» **EXTRAIT**

=-=-=-=-=

2.1.1.5 Le tout polyphonique

L’ensemble P des textes polyphoniques n’a nulle part été défini en extension par Bakhtine. Encore moins le critique russe réduit-il cette extension à un élément unique, P = {Dostoïevski}. Il ne suggère même pas qu’une définition en extension soit jamais possible, car il existe potentiellement une infinité de textes polyphoniques. Ce que Bakhtine dit, pour ne pas laisser la polyphonie dans le pas-tout 72 d’un infini à quoi rien ne ferait exception, c’est qu’il existe des multiplicités de voix qui ne sont pas polyphoniques. Il définit le tout polyphonique par sa limite externe. Il n’est donc pas inutile d’expliciter ici de quelle limite il parle, afin d’éviter les lectures trop dogmatiques.

L’insistance à propos de Dostoïevski sur « l’homme de l’idée », l’usage répété des notions de visions du monde, d’idéologie, la référence constante au groupe qui définit le genre, laissent entendre qu’une multiplicité de voix n’est polyphonique pour Bakhtine qu’à condition d’être l’effet d’une confrontation idéologique. Et la classification de l’émergence historique comme supérieure à toute autre (Bakhtine 1937, détaillé en 2.1.2.2 infra) semble confirmer l’interprétation selon laquelle la polyphonie est une affaire d’idéo-lectes, c’est-à-dire de traces, dans les énoncés, de la Weltanschauung de chaque locuteur 73 .

‘For Bakhtin, it will be perceived, a voice is not just a mechanical means whereby thoughts are broadcast, it has an ideological dimension. Different voices in the novel represent and disseminate different points of view, different perspectives. (Hawthorn 1992, p.110)’

Même à ce stade cependant, il serait abusif d’en déduire que de telles « visions du monde » ne sont exprimables que par des voix clairement attribuées à des personnages : depuis les narrateurs multiples jusqu’aux conflits intérieurs, rien ne préjuge des modes infinis sur lesquels la multiplicité vocale, y compris idéologique, peut se jouer.

‘For Bakhtin different voices can be isolated even in a narrator’s or single character’s words : when we speak, our utterances contain a range of different voices, each of which carries its own values, such that an utterance can represent a veritable war of different viewpoints and perspectives. (Hawthorn 1992, p.110)’

Mais qui plus est, si, chez Bakhtine, les multiplicités vocales intimes, non strictement idéologiques, audibles en-deçà des idiolectes, en-deçà même du dilemme politique intérieur, et parlant plutôt lalangue de la Spaltung, sont globalement ignorées, elles ne sont pas pour autant explicitement écartées.

=-=-=-=-=

» **CONSIGNES**
1) Recopiez fidèlement tout le passage de l'extrait sur la polyphonie, depuis « 2.1.1.5 Le tout » jusqu'à « lectures trop dogmatiques. ».
2) D'après l'extrait sur la polyphonie, par quoi Bakhtine définit-il le tout polyphonique ?

=-=-=-=-=

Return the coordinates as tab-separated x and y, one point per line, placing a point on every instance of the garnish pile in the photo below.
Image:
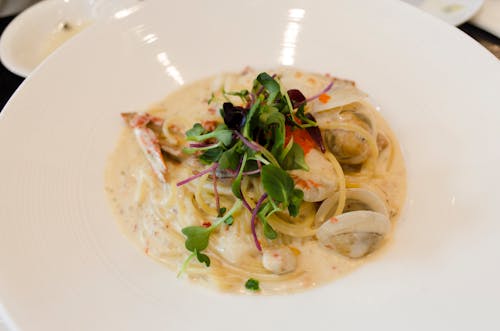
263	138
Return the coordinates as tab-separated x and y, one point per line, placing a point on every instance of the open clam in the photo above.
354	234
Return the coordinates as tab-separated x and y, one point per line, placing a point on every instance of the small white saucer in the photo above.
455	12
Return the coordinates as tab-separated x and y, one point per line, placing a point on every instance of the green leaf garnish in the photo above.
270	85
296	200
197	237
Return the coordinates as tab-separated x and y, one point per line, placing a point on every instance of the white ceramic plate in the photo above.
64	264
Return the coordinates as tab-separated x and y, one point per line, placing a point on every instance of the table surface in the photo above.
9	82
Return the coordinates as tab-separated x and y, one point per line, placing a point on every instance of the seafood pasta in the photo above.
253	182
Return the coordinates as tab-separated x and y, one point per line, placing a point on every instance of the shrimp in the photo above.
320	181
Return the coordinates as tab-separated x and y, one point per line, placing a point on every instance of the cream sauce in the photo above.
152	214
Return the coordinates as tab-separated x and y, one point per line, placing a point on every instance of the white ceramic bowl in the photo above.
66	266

=-=-=-=-=

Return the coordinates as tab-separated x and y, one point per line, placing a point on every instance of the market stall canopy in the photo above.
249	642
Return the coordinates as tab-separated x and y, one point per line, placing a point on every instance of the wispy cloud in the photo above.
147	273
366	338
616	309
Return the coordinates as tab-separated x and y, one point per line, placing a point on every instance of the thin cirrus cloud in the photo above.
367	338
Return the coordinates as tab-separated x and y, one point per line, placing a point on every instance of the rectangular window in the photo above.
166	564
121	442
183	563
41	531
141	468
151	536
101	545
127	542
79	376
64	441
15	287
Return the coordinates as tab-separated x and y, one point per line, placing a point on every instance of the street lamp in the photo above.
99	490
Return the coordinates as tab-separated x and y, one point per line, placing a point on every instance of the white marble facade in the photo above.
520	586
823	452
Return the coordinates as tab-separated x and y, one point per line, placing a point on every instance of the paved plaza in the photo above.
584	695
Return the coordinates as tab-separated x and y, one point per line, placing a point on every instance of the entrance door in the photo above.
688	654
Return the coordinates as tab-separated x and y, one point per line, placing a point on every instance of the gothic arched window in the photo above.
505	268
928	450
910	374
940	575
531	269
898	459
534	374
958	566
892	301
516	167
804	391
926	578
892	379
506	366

=-=-=-=-=

» **RÉPONSES AUX CONSIGNES**
1)
2.1.1.5 Le tout polyphonique

L’ensemble P des textes polyphoniques n’a nulle part été défini en extension par Bakhtine. Encore moins le critique russe réduit-il cette extension à un élément unique, P = {Dostoïevski}. Il ne suggère même pas qu’une définition en extension soit jamais possible, car il existe potentiellement une infinité de textes polyphoniques. Ce que Bakhtine dit, pour ne pas laisser la polyphonie dans le pas-tout 72 d’un infini à quoi rien ne ferait exception, c’est qu’il existe des multiplicités de voix qui ne sont pas polyphoniques. Il définit le tout polyphonique par sa limite externe. Il n’est donc pas inutile d’expliciter ici de quelle limite il parle, afin d’éviter les lectures trop dogmatiques.

2) Par sa limite externe.